_Exercício proposto_. Reescreva tudo desde a linha que contém "point_to annotates the crab eye" até a linha que contém "Target: hairy crab leg", trocando "Target" por "Label" e deixando o resto igual.

═════ Entradas fornecidas

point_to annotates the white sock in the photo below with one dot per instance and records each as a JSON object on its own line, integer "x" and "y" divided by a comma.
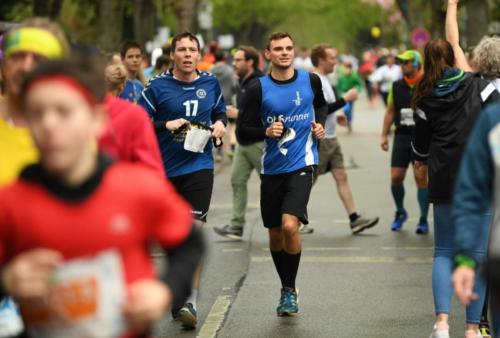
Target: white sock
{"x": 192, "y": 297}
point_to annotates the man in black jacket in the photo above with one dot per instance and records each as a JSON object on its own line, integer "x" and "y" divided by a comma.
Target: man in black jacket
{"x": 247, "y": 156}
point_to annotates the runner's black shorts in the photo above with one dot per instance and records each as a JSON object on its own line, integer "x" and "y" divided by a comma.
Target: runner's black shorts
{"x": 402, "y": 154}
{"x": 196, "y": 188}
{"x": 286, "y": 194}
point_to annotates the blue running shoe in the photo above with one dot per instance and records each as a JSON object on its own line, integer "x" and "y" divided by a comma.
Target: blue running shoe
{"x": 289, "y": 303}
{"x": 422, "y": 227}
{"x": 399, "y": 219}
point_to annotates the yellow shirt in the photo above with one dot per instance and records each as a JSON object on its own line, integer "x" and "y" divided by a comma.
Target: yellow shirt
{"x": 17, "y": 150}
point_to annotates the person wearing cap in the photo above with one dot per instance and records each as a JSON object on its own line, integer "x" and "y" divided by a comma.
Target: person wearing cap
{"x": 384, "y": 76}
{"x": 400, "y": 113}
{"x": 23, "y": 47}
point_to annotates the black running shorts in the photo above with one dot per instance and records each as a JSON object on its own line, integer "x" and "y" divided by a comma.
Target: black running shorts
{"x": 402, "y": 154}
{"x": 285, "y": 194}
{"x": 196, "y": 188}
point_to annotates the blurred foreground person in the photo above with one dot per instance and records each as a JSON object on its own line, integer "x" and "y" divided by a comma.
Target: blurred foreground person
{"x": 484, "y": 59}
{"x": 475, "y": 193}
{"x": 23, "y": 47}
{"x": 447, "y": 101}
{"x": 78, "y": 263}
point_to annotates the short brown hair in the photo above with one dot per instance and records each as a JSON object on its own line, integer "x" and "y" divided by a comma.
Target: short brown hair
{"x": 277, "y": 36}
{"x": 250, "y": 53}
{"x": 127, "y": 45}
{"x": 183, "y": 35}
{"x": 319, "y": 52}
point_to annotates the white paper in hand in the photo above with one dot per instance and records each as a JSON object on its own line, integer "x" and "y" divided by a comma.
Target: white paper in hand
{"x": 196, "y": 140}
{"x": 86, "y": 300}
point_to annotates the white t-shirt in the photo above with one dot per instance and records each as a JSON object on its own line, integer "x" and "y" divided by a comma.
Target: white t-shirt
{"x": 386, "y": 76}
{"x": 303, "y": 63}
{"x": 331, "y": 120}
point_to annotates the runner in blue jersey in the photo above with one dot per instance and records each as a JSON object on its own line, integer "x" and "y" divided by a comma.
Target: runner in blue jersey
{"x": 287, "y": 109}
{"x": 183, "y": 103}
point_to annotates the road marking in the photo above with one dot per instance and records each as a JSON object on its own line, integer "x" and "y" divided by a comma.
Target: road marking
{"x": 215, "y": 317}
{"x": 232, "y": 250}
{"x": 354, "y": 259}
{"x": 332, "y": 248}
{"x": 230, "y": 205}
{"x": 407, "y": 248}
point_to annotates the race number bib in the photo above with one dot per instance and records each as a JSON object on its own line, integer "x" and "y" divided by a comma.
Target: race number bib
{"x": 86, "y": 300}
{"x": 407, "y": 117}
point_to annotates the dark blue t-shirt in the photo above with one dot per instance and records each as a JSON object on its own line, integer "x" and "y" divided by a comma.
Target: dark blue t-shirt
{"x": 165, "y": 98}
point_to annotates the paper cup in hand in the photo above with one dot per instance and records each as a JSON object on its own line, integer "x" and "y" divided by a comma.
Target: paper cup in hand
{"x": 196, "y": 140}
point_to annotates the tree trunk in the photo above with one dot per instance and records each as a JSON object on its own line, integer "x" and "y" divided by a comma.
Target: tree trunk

══════════
═════ Entradas fornecidas

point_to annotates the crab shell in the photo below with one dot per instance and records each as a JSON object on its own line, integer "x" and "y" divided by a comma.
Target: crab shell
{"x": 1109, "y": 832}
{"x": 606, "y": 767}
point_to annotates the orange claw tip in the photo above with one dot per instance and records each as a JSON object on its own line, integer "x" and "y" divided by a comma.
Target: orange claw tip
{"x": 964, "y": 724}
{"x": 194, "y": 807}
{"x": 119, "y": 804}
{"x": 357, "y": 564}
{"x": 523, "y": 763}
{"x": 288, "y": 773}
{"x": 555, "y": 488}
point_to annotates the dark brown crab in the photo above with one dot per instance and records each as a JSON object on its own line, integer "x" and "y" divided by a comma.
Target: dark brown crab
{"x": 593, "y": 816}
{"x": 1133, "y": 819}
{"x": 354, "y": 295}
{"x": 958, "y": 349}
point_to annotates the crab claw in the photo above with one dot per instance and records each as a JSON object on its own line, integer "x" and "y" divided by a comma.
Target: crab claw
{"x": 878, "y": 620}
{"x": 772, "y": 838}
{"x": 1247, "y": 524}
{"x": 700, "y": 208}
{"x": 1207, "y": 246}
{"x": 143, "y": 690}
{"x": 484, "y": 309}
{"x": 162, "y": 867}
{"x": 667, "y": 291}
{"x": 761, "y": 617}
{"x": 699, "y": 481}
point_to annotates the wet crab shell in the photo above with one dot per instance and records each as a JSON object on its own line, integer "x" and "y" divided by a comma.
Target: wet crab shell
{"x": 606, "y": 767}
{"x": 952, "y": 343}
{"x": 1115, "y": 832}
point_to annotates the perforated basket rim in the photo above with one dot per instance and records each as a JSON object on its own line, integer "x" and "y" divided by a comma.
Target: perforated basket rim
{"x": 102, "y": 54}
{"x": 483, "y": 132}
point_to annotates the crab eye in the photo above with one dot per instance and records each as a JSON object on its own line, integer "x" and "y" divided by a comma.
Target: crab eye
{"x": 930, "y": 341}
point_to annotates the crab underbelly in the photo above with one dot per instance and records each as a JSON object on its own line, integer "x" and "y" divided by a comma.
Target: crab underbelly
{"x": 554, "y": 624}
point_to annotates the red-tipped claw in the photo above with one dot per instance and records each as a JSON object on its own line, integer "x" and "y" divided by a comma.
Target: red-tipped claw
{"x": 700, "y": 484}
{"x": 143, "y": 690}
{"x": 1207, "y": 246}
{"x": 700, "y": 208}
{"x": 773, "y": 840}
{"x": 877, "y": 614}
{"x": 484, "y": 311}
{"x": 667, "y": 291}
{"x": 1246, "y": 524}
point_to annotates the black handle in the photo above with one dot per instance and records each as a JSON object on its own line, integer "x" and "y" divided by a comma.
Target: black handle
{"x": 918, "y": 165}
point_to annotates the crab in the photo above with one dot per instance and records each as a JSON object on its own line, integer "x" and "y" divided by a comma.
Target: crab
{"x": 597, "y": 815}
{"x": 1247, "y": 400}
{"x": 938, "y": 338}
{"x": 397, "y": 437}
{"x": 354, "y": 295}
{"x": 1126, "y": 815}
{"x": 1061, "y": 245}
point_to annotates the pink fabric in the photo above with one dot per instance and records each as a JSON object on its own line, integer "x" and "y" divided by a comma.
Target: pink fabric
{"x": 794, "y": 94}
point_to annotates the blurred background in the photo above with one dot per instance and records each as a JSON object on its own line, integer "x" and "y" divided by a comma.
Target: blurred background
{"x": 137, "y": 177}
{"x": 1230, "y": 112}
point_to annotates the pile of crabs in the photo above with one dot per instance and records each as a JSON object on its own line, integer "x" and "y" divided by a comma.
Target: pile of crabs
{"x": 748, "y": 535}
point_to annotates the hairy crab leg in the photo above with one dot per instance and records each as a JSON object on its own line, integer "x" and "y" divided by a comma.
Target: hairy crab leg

══════════
═════ Entradas fornecidas

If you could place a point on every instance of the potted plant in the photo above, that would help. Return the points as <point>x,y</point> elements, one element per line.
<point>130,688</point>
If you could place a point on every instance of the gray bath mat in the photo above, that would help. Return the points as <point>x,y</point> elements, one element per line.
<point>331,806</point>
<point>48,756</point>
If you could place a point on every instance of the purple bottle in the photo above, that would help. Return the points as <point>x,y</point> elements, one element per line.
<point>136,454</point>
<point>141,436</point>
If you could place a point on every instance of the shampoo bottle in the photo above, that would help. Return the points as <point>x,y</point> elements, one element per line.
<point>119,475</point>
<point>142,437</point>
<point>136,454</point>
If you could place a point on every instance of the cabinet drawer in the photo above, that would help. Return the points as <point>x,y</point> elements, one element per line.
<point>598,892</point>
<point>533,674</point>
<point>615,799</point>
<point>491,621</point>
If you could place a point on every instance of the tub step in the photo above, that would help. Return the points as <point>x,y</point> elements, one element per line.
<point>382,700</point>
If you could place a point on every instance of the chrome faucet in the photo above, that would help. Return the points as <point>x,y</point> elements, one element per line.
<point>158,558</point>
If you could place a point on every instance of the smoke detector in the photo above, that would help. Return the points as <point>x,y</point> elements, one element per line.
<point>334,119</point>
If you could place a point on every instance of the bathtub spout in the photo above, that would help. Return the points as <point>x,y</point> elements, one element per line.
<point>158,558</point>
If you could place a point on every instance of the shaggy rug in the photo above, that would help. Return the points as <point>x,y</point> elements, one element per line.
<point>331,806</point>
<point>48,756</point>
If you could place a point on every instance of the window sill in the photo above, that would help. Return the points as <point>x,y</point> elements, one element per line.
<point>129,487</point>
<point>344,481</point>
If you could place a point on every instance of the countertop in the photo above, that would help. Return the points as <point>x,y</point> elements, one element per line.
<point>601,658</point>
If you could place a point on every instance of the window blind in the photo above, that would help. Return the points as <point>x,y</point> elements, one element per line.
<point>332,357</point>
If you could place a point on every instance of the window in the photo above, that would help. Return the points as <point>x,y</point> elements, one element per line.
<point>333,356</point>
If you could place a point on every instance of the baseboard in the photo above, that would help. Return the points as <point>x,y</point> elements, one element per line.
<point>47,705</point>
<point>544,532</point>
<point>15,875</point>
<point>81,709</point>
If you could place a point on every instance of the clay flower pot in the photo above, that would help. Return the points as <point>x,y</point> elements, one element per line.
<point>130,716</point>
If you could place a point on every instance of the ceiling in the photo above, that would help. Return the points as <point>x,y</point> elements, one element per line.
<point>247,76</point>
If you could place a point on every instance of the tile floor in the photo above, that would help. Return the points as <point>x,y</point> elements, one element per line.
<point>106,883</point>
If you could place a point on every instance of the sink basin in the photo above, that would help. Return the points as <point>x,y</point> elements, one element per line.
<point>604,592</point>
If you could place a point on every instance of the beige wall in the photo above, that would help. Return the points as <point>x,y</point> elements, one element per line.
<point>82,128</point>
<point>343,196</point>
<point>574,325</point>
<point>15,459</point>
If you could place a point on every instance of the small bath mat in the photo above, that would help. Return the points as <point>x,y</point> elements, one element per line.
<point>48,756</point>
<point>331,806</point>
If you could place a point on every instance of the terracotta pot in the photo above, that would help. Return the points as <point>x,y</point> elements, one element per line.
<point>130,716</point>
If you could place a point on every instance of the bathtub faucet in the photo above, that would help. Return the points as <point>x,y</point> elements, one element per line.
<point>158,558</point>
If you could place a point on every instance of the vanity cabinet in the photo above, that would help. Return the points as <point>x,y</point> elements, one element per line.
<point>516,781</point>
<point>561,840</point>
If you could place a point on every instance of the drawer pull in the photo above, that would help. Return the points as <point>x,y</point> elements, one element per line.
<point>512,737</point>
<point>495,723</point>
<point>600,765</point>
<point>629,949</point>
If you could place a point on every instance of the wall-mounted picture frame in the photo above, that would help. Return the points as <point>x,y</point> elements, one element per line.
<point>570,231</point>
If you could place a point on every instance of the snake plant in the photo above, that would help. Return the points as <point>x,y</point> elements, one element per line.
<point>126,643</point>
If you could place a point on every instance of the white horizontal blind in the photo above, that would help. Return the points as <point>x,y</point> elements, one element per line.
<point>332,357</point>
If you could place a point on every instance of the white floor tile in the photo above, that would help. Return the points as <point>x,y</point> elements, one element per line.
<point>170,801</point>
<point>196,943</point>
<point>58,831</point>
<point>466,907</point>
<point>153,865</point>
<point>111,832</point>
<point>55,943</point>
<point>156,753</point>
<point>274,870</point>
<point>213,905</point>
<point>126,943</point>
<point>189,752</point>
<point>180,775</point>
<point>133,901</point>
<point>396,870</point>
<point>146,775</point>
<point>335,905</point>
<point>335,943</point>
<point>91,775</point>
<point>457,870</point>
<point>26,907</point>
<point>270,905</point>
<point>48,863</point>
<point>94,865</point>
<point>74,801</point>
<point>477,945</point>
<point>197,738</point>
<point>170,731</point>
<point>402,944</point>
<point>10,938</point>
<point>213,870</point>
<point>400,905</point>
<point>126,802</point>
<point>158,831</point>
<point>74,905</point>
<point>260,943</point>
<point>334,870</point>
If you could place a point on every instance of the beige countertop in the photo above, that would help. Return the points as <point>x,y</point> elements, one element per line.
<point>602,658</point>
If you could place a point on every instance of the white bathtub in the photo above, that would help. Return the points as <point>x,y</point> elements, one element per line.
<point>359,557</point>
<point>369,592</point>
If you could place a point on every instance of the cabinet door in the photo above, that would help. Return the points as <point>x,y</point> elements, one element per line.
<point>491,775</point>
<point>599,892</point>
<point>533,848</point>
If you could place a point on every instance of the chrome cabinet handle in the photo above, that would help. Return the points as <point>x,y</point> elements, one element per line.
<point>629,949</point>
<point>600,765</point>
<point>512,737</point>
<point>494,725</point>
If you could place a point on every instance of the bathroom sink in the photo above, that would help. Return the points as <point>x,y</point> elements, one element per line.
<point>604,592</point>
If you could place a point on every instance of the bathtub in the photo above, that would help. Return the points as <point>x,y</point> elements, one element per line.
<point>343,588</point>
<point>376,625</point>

══════════

_Exercício resolvido_.
point_to annotates the crab eye in the photo above with one dot per instance and records each as a JSON object on its own line, integer "x" and "y" divided by a comma.
Label: crab eye
{"x": 930, "y": 341}
point_to annotates the crab underbelly in the photo above with one dot per instance and records each as a JSON object on its own line, integer "x" and "y" divided by a comma.
Label: crab underbelly
{"x": 554, "y": 624}
point_to annotates the red-tipped claw in the photo above with one dot per instance and records each as a JSON object on its own line, integer "x" and "y" divided by a comma.
Label: red-tipped claw
{"x": 700, "y": 484}
{"x": 143, "y": 690}
{"x": 1207, "y": 246}
{"x": 700, "y": 208}
{"x": 773, "y": 840}
{"x": 877, "y": 614}
{"x": 484, "y": 311}
{"x": 667, "y": 291}
{"x": 1246, "y": 524}
point_to annotates the black handle in the photo above with one dot per instance and records each as a JSON object on its own line, integer "x" and "y" divided by a comma.
Label: black handle
{"x": 918, "y": 165}
point_to annotates the crab in the photo above with one dot per instance and records each as a JSON object on its own line, integer "x" and "y" divided by a comma.
Label: crab
{"x": 597, "y": 815}
{"x": 1247, "y": 400}
{"x": 938, "y": 338}
{"x": 397, "y": 437}
{"x": 354, "y": 295}
{"x": 1126, "y": 815}
{"x": 1061, "y": 245}
point_to annotates the pink fabric in the photo above with one dot per instance and records each as a JSON object on its own line, integer "x" and "y" divided by a comma.
Label: pink fabric
{"x": 794, "y": 94}
point_to annotates the blurred background in the photo above with one dot per instance and records each as a JSON object on its own line, integer "x" and "y" divided by a comma.
Label: blurred background
{"x": 137, "y": 177}
{"x": 1230, "y": 112}
point_to annotates the pile of crabs in the photo above with one dot per instance and records each as a JSON object on its own line, integer "x" and "y" divided by a comma.
Label: pile of crabs
{"x": 748, "y": 535}
point_to annotates the hairy crab leg in the photo above with one dot per instance and records each as a JSON object on its own line, integer "x" and "y" divided by a comma.
Label: hairy crab leg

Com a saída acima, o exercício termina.